* _Page excerpt_:
All European countries would be better served by a U.S. type presidential system. It fosters a two party-system across the country, due to its nationwide presidential election. But it also works well at the local level when there are multiple parties.
[Excerpts of a 2017 Economist article entitled Going to bits: Europeans are splitting their votes among ever more parties.]
Better representation but clunkier governance
AFTER two months and three failed rounds of negotiations, Iceland has a government at last. On January 10th Bjarni Benediktsson, leader of the Independence Party, announced that he had struck a deal with two other centre-right groups. Yet his tenure as prime minister may be short. Opposition politicians are already calling for a vote of no confidence and fresh elections. And even if the coalition survives for the moment, with a measly one-seat majority, it is unlikely to last long.
Iceland is not alone in its coalition-building woes. Across Europe politics is becoming more fragmented and governments harder to form. Smaller parties, among them populists and single-issue outfits, are popping up and stealing support from the traditional powers. In the early 1980s the average number of parties winning more than 1% of the vote at each election was seven. Now it is nine. Meanwhile the share of the electorate that the winner claims has fallen from 37% to 31%, on average (see chart).

* _Goals_:
[1] According to the article on European party fragmentation, how many parties on average won more than 1% of the vote at each election in the early 1980s?
[2] Write a continuation of the article on European party fragmentation, picking up after its final sentence.

* _Stored records_:
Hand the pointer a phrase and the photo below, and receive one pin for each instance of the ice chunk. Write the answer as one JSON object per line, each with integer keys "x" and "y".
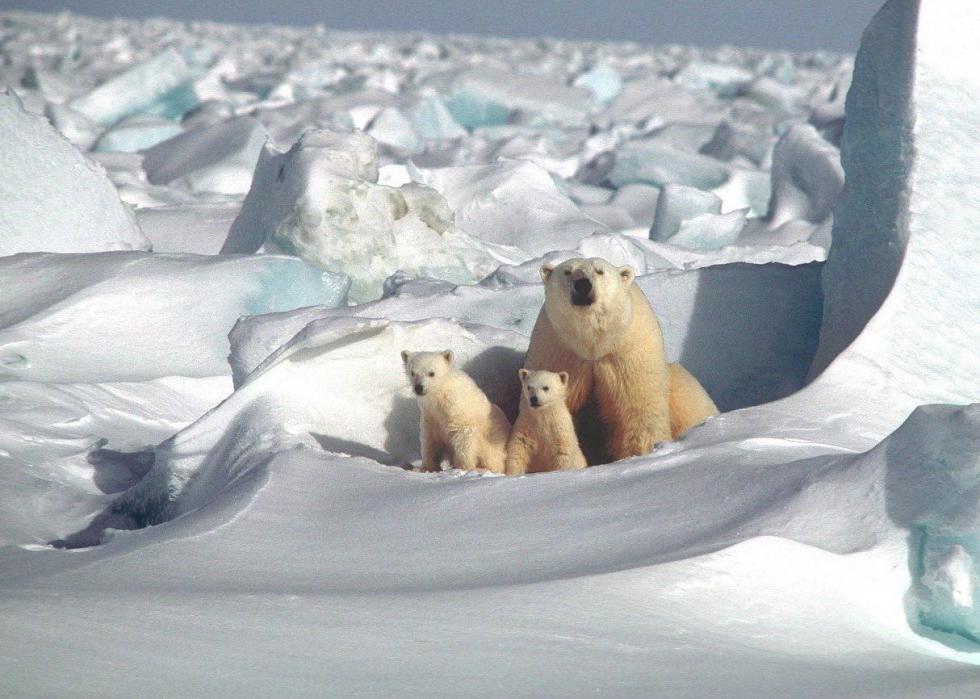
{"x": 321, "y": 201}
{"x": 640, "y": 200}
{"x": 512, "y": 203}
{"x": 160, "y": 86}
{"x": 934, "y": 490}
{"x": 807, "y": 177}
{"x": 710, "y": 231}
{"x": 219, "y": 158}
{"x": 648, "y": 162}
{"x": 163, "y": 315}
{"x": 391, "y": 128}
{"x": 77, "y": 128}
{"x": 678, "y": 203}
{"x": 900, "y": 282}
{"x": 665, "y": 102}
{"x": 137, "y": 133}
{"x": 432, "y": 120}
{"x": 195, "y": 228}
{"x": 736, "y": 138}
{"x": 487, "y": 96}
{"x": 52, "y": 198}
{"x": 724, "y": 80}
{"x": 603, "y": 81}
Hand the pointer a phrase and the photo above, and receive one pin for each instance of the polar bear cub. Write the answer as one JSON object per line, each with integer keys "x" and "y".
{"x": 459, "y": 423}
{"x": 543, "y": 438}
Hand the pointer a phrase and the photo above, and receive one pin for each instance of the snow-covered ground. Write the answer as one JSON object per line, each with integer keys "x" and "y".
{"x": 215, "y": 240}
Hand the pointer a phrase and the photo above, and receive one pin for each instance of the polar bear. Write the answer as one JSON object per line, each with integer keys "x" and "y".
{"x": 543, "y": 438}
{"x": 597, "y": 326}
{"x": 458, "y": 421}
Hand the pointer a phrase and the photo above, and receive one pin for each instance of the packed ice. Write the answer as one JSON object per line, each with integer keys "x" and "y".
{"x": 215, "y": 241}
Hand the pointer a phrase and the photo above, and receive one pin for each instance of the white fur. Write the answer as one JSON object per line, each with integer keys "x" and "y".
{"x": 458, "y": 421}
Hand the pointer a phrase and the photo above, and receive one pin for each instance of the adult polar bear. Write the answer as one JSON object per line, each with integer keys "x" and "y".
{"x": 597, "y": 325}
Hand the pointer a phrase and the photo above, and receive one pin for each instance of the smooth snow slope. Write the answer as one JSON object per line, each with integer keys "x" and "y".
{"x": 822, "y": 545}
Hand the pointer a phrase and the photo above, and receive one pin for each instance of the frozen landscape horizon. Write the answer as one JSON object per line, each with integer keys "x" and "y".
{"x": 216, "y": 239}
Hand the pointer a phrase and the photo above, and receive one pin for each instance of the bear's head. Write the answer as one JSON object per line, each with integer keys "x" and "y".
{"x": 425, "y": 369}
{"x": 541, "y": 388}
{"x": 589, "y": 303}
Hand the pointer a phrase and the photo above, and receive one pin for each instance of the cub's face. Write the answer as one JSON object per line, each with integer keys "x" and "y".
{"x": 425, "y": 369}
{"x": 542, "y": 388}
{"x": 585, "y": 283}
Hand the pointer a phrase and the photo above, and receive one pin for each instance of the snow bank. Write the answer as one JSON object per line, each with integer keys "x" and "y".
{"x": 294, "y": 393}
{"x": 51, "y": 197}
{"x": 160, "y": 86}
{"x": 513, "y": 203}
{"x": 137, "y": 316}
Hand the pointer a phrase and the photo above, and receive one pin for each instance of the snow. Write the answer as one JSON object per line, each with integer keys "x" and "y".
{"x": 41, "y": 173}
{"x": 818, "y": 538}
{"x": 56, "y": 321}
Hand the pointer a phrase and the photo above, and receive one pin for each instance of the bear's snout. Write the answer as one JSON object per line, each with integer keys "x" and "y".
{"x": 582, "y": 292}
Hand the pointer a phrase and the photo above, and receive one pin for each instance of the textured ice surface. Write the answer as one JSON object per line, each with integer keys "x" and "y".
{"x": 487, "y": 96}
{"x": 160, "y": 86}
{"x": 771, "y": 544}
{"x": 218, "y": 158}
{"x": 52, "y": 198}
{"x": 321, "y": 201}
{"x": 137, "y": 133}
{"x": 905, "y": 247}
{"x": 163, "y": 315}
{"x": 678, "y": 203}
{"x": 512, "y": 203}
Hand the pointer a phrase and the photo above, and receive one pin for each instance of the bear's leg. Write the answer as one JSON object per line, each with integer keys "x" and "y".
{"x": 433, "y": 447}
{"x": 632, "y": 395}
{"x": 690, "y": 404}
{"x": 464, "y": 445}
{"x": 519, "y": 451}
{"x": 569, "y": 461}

* _Answers to the exercise_:
[1] Seven.

[2]
In many ways, a greater diversity of parties is a good thing. It allows more voices to be heard, and can increase citizens’ engagement with politics. But it also has drawbacks. The most obvious is time-consuming coalition wrangling. Irish lawmakers took 63 days to strike a deal after an election last March. In October Spain’s Popular Party cobbled together a minority government following ten months of political deadlock and two elections. After a 2010 ballot Belgians went a record 589 days without a government.
Such awkward coalition governments tend to be shorter-lived than those with fewer parties and clearer mandates. Since 1970 single-party majority governments in rich European countries have lasted around 1,100 days. Minority coalitions made it less than half that time.
In addition, coalitions made up of widely disparate parties struggle to pass laws. Finland’s current government, made up of two centre-right parties and the True Finns, a populist, nationalist outfit, came to blows in 2015 over a proposed health-care reform. After more than a year of negotiations and the prime minister threatening to dissolve the parliament, a deal was finally struck in December 2016. Studies suggest that this fits a pattern: the more parties there are in a coalition or the farther apart they sit on the political spectrum, the fewer laws they will pass.
One reason for rising fragmentation is growing inequality, explains Simon Hix of the London School of Economics. Between the mid-1980s and 2008 the disposable income of Europe’s richest 10% grew almost three times faster than that of the poorest 10%, according to the OECD, a club of mostly rich countries. As wages became more dispersed, voters’ preferences grew more polarised, with the rich supporting the status quo and the poor opposing it. Polarisation among the public begets fragmentation in parliament. At the same time the values of urbanites increasingly diverged from those of rural folk. Such splintering creates distinct pockets of voters to which smaller parties can appeal.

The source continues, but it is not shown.